What to work on: Reproduce the entries below verbatim, starting with their first line and ending with the line that contains "positive clicks: (486, 204) (490, 203)", and include nothing more.

Extracted information:
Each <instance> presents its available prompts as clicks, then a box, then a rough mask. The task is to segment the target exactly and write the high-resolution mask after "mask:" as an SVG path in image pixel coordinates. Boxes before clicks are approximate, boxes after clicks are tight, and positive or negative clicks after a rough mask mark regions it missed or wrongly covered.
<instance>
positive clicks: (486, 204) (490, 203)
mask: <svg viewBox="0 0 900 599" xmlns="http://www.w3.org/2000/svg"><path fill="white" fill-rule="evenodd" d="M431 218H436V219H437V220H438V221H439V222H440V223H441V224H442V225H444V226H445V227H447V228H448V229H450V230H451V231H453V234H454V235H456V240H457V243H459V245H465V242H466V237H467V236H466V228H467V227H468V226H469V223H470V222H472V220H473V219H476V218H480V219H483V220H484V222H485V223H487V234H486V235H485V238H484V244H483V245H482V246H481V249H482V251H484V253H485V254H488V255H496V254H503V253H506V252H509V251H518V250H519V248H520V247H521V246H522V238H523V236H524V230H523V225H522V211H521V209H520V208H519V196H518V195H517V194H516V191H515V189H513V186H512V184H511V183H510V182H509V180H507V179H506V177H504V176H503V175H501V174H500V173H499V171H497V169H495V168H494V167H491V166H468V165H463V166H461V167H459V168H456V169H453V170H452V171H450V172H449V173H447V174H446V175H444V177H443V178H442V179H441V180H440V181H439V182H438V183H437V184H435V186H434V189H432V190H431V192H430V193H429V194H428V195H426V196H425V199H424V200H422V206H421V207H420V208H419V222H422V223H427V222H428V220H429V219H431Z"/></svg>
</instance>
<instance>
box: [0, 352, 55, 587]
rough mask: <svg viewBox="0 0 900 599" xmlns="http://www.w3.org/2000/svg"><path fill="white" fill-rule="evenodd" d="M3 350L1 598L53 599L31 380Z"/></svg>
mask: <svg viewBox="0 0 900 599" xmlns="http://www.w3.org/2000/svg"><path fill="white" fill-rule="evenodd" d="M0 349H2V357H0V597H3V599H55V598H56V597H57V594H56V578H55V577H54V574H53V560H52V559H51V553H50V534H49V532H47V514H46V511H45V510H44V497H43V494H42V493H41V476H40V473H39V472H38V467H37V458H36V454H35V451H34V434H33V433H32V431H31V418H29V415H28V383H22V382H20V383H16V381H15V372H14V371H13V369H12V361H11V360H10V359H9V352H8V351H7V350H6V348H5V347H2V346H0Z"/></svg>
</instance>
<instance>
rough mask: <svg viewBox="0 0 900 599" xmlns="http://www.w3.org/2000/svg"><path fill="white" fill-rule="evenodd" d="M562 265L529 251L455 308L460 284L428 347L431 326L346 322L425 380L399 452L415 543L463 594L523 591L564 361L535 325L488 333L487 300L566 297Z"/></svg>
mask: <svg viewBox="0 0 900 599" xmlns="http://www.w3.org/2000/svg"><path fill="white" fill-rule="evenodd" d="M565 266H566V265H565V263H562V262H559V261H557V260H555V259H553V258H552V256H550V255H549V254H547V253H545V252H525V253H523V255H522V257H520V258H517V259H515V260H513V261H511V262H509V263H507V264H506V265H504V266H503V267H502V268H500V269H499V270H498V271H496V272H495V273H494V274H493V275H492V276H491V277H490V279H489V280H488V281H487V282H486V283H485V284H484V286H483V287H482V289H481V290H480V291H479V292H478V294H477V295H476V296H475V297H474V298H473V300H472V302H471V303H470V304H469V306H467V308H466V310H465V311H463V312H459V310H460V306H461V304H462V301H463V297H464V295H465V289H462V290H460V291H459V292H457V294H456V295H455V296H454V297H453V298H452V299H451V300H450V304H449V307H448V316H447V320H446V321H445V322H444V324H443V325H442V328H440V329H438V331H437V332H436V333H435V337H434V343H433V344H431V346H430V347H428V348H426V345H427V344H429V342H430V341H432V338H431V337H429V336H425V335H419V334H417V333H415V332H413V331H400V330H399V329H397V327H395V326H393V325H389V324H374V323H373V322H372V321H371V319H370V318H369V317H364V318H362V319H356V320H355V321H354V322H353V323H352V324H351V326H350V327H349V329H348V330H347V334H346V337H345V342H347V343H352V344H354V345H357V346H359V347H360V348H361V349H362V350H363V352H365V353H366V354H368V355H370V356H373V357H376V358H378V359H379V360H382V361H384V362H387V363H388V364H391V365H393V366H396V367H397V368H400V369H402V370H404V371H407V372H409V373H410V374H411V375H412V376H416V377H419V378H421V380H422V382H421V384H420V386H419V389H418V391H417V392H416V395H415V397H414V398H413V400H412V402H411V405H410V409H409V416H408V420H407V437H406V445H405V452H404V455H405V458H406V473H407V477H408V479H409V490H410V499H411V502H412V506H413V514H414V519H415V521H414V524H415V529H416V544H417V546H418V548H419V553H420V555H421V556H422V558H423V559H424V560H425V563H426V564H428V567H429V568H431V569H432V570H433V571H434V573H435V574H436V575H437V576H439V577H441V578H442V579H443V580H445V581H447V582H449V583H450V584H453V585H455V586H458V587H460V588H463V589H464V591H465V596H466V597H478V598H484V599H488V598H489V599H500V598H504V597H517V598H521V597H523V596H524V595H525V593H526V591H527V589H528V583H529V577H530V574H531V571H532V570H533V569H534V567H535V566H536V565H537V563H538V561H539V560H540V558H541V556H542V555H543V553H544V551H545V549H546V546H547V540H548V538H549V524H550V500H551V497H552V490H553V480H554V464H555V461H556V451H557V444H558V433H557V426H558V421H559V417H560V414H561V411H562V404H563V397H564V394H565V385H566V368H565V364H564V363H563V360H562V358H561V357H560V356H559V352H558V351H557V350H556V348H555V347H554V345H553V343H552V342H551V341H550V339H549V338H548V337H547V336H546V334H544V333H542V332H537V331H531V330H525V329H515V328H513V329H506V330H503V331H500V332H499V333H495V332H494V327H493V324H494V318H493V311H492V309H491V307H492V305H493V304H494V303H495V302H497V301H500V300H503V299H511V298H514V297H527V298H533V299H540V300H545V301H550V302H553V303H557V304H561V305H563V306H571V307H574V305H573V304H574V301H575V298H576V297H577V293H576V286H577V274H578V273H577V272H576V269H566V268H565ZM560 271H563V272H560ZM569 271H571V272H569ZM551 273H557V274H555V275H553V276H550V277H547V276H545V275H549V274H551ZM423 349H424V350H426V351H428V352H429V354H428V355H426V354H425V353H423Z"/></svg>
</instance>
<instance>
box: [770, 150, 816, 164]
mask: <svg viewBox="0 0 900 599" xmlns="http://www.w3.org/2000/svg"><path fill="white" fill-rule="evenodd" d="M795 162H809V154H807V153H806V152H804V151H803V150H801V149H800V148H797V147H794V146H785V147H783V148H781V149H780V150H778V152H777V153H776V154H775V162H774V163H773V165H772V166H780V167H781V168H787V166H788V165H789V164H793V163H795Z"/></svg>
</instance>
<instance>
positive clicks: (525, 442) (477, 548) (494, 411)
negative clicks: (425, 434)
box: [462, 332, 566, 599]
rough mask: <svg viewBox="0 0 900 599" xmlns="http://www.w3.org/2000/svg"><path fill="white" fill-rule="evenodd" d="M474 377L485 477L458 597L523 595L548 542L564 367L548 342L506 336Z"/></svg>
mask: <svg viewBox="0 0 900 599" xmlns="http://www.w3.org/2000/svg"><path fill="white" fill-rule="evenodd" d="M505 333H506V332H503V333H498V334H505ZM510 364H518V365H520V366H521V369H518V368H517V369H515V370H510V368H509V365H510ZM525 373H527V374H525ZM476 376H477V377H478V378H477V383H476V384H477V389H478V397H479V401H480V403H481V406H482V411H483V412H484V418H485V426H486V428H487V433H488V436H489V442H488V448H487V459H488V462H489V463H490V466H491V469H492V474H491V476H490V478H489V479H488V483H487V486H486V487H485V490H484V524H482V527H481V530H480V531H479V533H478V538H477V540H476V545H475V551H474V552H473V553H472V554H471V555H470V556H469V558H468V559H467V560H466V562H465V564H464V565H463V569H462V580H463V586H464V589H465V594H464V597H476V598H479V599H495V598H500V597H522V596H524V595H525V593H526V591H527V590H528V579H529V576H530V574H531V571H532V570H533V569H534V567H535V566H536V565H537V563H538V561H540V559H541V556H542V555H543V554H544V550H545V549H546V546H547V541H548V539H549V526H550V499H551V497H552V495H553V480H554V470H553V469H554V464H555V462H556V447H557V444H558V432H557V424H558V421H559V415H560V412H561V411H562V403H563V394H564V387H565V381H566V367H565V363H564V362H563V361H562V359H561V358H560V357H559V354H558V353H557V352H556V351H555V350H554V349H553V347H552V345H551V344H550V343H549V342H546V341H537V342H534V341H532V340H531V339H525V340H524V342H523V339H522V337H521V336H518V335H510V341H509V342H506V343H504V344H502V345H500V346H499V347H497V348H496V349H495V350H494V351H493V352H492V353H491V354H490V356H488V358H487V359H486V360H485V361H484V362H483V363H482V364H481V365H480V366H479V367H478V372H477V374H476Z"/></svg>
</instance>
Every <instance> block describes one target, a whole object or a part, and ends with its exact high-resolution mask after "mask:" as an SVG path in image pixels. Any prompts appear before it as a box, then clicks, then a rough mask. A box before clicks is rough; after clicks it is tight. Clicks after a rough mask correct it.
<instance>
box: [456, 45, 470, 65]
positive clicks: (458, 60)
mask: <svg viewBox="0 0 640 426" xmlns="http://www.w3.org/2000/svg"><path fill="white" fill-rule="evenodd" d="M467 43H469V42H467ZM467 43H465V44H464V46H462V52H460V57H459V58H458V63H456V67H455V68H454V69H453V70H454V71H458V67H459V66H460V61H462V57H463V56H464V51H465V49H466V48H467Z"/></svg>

Result of this task:
Each <instance> presents its available prompts as clicks, then a box, then a rough mask. The task is to segment the target exactly and write the high-resolution mask after "mask:" as an SVG path in image pixel coordinates. Boxes before clicks are approximate, boxes after clicks are tight, and positive or negative clicks after a rough mask mark regions it missed or wrongly covered.
<instance>
positive clicks: (486, 204) (490, 203)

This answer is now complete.